Exercise –
The line containing "regionseg --target=dry grass" marks the end; write out exactly every line from the start of the data up to and including it, without the pictures.

——

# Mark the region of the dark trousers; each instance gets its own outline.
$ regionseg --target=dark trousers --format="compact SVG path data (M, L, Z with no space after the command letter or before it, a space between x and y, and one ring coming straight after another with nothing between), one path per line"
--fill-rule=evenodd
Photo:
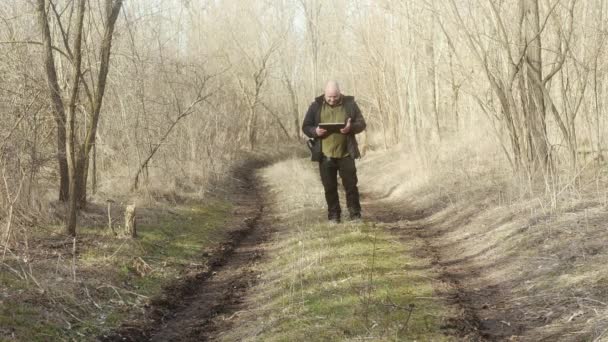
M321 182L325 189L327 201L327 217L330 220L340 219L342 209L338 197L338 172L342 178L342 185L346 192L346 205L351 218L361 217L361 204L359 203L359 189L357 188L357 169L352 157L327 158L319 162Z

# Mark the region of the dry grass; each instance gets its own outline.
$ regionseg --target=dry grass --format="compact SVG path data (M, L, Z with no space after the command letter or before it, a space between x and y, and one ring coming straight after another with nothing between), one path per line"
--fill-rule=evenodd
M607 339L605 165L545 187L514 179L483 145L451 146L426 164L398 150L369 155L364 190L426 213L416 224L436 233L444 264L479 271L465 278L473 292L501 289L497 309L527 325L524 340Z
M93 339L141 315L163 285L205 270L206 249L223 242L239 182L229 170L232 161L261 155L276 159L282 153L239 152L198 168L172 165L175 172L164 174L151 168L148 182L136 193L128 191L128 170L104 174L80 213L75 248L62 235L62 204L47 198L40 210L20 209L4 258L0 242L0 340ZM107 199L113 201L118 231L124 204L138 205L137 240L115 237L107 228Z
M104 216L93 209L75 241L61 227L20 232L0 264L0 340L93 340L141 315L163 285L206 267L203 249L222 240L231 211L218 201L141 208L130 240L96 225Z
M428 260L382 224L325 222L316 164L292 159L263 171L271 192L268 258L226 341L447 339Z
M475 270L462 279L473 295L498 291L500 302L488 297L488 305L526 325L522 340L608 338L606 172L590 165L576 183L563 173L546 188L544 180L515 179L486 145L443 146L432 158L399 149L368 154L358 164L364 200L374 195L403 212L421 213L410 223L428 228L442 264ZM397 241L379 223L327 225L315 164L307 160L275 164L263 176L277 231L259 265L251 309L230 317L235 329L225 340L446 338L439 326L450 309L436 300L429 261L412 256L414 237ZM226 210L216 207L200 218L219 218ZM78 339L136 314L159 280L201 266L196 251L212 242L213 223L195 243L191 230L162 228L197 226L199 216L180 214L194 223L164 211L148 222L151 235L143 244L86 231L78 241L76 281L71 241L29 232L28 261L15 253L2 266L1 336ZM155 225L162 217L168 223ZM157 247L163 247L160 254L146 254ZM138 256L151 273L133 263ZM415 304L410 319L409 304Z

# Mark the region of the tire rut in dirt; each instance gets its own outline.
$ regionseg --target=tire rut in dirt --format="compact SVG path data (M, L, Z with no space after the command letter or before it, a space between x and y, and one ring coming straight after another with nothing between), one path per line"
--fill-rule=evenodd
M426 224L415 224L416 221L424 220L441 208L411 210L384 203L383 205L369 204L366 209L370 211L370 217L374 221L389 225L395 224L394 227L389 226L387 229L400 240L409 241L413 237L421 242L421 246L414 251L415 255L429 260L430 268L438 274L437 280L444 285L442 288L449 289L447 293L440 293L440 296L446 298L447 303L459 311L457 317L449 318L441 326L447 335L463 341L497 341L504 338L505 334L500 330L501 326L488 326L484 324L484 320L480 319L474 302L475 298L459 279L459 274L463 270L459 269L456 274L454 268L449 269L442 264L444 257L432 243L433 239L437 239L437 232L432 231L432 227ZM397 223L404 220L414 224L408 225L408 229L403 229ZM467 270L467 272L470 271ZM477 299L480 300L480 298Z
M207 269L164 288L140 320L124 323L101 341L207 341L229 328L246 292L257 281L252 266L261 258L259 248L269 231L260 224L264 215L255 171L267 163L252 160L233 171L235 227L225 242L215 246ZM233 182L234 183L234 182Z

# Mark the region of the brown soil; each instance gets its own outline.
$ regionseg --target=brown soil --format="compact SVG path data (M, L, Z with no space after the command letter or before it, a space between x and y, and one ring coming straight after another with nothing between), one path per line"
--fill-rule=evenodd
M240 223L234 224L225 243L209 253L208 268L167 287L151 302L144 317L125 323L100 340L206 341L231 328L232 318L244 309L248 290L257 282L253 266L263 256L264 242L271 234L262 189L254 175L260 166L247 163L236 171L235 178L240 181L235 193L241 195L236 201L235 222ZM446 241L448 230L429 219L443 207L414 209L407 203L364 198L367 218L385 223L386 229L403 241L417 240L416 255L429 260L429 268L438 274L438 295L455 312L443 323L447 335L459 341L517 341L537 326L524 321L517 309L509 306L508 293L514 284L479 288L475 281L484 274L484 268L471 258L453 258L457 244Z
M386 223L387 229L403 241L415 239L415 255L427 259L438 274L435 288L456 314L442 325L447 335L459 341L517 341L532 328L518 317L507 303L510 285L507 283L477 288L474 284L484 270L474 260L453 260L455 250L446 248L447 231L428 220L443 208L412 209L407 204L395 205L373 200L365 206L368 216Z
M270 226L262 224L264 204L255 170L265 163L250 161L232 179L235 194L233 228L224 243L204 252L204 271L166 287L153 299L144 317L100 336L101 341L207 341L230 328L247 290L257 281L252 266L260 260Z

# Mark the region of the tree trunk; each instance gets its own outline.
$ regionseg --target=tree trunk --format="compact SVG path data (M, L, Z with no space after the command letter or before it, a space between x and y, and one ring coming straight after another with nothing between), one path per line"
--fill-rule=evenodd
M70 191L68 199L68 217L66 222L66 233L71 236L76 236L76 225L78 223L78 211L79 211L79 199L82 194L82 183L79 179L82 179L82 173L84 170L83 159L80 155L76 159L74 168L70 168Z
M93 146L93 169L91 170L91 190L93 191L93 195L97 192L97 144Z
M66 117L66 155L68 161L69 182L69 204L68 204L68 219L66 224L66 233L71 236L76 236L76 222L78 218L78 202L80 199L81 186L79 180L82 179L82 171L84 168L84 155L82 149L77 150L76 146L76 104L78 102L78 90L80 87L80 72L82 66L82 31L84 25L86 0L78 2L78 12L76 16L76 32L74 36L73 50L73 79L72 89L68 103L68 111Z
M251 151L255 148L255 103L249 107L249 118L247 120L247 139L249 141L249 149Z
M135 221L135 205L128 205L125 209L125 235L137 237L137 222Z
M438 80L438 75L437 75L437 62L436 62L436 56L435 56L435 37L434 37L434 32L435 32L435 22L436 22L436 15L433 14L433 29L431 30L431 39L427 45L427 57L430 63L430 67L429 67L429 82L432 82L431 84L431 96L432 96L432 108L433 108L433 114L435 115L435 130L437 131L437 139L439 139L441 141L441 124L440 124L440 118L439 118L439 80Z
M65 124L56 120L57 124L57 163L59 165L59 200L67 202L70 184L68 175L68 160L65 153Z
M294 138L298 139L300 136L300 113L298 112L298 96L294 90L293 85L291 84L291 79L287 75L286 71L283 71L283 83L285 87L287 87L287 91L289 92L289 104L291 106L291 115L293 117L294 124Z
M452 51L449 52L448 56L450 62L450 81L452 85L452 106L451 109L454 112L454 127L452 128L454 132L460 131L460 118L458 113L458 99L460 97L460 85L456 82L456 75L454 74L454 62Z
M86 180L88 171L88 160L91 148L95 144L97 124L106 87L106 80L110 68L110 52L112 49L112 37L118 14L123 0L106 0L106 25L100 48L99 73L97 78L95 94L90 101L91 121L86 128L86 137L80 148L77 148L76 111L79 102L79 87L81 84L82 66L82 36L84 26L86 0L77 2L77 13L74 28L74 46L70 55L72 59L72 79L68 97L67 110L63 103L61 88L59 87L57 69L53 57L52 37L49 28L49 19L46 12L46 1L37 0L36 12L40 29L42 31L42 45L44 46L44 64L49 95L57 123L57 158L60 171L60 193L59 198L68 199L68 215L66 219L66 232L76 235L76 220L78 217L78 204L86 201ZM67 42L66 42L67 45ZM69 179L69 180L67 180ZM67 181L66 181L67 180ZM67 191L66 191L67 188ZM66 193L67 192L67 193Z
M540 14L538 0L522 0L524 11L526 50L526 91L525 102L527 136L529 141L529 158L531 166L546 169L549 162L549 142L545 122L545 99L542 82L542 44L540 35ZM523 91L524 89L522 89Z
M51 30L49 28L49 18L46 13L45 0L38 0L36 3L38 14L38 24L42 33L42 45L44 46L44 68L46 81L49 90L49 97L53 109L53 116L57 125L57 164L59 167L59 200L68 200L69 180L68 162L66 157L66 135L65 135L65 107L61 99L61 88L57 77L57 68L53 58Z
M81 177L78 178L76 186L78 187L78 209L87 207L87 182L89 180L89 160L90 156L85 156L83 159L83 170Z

——

Answer to this problem –
# Mark the region of the dark trousers; each instance gets its own outline.
$ regionseg --target=dark trousers --format="compact SVG path data (M, L, Z with no space after the command letter or before it, a space between x and y, and one ring coming straight after another with nothing between), one path per line"
--fill-rule=evenodd
Photo:
M321 182L325 189L327 201L327 217L330 220L340 219L342 209L338 197L338 172L342 178L342 185L346 192L346 205L351 218L361 217L361 204L359 203L359 189L357 188L357 169L352 157L327 158L319 162Z

# Mark the region of the dry grass; each instance gets its own outline.
$ regionseg --target=dry grass --format="compact SVG path data (M, L, Z with no space after the command letter or before it, a space between x and y, and one ring coming straight after another with nothing between), one path per line"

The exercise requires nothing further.